Article 1er : Il n'y a pas lieu de statuer sur les conclusions de la requête en ce qu'elles tendent à l'annulation de la circulaire du 31 octobre 2017 qui évoquent l'intervention du juge des référés du tribunal administratif et mentionnent, parmi les éléments susceptibles d'être saisis sur le fondement des articles L. 229-1 et suivants, les " objets " et " documents ".

Article 2 : Le surplus des conclusions de la requête de la Ligue des droits de l'homme est rejeté.

Article 3 : La présente décision sera notifiée à la Ligue des droits de l'homme et au ministre de l'intérieur.

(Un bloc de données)
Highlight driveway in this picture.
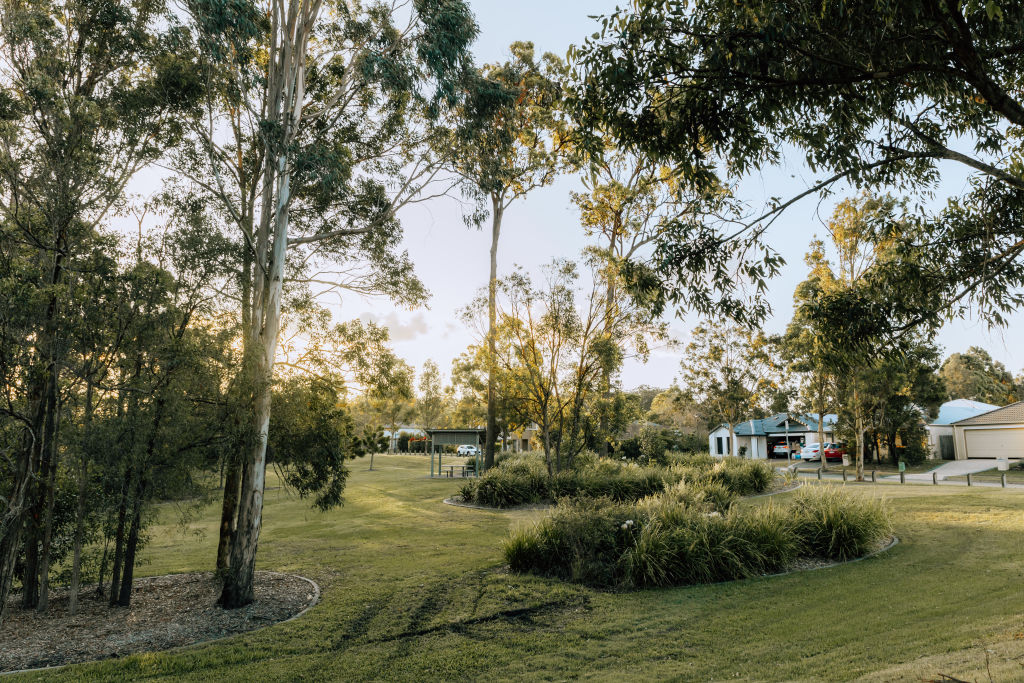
[893,458,998,481]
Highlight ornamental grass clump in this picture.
[505,481,892,588]
[461,453,776,510]
[791,486,893,560]
[505,498,636,586]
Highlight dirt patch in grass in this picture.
[0,571,319,672]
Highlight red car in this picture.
[825,441,846,462]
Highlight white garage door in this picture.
[964,427,1024,458]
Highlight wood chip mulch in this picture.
[0,571,316,672]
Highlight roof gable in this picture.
[953,400,1024,426]
[932,398,999,425]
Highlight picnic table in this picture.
[441,465,476,479]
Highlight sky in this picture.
[346,0,1024,389]
[119,0,1024,389]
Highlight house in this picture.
[381,425,427,453]
[925,398,999,460]
[952,400,1024,460]
[708,413,838,459]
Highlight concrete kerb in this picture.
[0,569,321,676]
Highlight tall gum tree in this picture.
[570,0,1024,336]
[189,0,476,608]
[0,0,198,622]
[571,141,707,456]
[438,42,564,468]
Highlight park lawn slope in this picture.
[19,456,1024,681]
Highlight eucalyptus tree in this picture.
[436,42,564,468]
[181,0,476,607]
[416,358,447,429]
[680,325,777,455]
[367,356,416,470]
[570,0,1024,336]
[0,0,198,622]
[571,140,708,455]
[489,261,665,474]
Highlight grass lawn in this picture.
[946,467,1024,483]
[19,456,1024,681]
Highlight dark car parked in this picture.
[825,441,846,462]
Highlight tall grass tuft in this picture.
[791,486,893,560]
[505,481,892,588]
[461,453,776,510]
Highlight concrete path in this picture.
[894,459,996,482]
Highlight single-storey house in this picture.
[925,398,999,460]
[708,413,838,459]
[952,400,1024,460]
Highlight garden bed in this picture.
[459,454,783,509]
[0,571,319,672]
[504,483,893,589]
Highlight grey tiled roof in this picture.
[953,400,1024,425]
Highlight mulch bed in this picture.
[0,571,318,672]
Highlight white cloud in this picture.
[359,310,429,342]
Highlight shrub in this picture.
[504,482,892,588]
[791,486,892,560]
[462,452,775,510]
[504,499,635,586]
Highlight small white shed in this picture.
[925,398,999,460]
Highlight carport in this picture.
[952,401,1024,460]
[424,428,487,477]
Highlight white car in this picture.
[798,443,821,460]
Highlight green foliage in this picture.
[267,377,366,510]
[939,346,1020,405]
[790,486,893,560]
[504,484,892,588]
[568,0,1024,339]
[462,454,775,509]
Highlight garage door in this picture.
[964,427,1024,458]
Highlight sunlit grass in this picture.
[19,456,1024,681]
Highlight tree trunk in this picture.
[111,468,134,607]
[853,385,864,481]
[818,401,828,470]
[217,455,242,572]
[483,195,505,470]
[219,157,290,609]
[111,481,145,607]
[96,533,111,598]
[68,373,95,616]
[36,419,59,612]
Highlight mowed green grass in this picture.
[19,456,1024,681]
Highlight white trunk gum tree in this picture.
[199,0,476,607]
[220,0,321,607]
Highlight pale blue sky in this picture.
[360,0,1024,388]
[117,0,1024,388]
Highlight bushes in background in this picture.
[504,482,892,588]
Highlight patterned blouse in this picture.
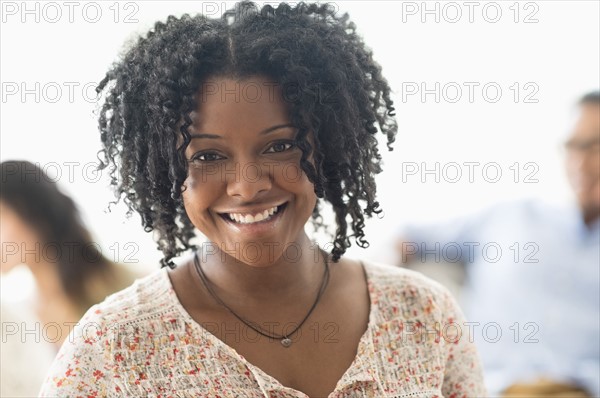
[40,261,486,398]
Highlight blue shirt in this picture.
[403,200,600,396]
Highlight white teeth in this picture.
[229,206,277,224]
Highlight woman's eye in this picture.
[192,152,223,162]
[267,142,294,153]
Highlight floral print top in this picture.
[40,261,486,398]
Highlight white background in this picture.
[0,1,600,297]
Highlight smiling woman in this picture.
[41,2,485,397]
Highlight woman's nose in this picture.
[226,161,272,201]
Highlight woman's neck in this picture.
[198,235,326,301]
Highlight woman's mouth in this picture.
[219,202,287,225]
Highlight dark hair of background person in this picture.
[97,1,397,266]
[579,90,600,105]
[0,160,111,311]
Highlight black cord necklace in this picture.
[194,247,329,348]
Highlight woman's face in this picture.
[183,77,317,265]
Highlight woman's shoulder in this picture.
[361,260,460,320]
[361,260,447,294]
[83,269,176,325]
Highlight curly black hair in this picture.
[96,1,397,267]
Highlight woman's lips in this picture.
[219,202,287,232]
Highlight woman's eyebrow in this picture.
[190,123,294,140]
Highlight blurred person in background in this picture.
[397,91,600,397]
[0,161,138,397]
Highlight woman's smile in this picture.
[218,202,287,234]
[183,76,317,266]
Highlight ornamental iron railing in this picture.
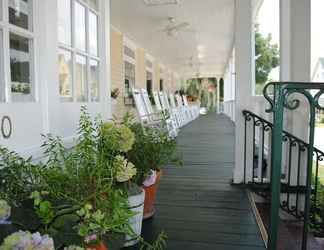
[243,82,324,250]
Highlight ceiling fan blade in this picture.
[167,22,189,31]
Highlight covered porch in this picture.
[0,0,324,250]
[142,114,265,250]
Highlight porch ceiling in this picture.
[111,0,234,77]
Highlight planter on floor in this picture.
[124,189,145,247]
[86,242,108,250]
[143,170,162,220]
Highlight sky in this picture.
[257,0,280,81]
[258,0,324,80]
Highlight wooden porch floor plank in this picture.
[129,114,265,250]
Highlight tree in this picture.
[255,26,279,86]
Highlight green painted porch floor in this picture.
[127,114,265,250]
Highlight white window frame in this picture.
[58,0,102,103]
[123,40,137,97]
[0,0,38,103]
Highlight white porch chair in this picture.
[182,95,199,120]
[140,89,178,137]
[159,91,180,130]
[169,94,185,128]
[133,89,163,126]
[175,94,191,125]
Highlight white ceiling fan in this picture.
[161,17,194,37]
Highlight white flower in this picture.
[0,231,55,250]
[114,155,136,182]
[0,200,11,224]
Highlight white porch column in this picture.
[280,0,311,140]
[233,0,254,183]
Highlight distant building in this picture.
[312,57,324,82]
[312,57,324,120]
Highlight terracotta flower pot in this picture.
[86,242,108,250]
[143,170,162,220]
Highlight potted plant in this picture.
[127,123,181,219]
[0,231,55,250]
[0,107,167,250]
[110,88,120,114]
[102,118,145,246]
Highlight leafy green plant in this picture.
[0,145,43,206]
[33,107,134,244]
[127,123,182,185]
[140,231,168,250]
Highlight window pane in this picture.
[8,0,32,30]
[89,11,98,55]
[10,33,32,100]
[58,49,72,100]
[75,2,86,51]
[89,0,98,10]
[0,30,5,102]
[75,55,88,102]
[58,0,71,45]
[125,62,135,97]
[90,60,99,101]
[0,1,3,20]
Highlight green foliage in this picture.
[35,108,133,239]
[127,123,182,185]
[185,78,201,98]
[255,24,279,85]
[140,231,168,250]
[0,146,43,206]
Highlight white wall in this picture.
[0,0,111,157]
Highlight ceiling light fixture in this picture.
[143,0,180,6]
[198,53,205,59]
[197,45,205,51]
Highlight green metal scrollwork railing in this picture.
[263,82,324,250]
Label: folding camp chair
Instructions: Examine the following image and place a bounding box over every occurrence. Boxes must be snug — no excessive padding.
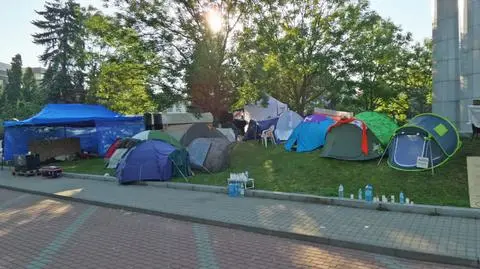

=== TÂCHE DEMANDÉE ===
Recopiez fidèlement le passage du texte de lecture qui va de « Article 1er : Il » jusqu'à « l'homme est rejeté. » inclus.

=== CORRIGÉ DE L'EXERCICE ===
Article 1er : Il n'y a pas lieu de statuer sur les conclusions de la requête en ce qu'elles tendent à l'annulation de la circulaire du 31 octobre 2017 qui évoquent l'intervention du juge des référés du tribunal administratif et mentionnent, parmi les éléments susceptibles d'être saisis sur le fondement des articles L. 229-1 et suivants, les " objets " et " documents ".

Article 2 : Le surplus des conclusions de la requête de la Ligue des droits de l'homme est rejeté.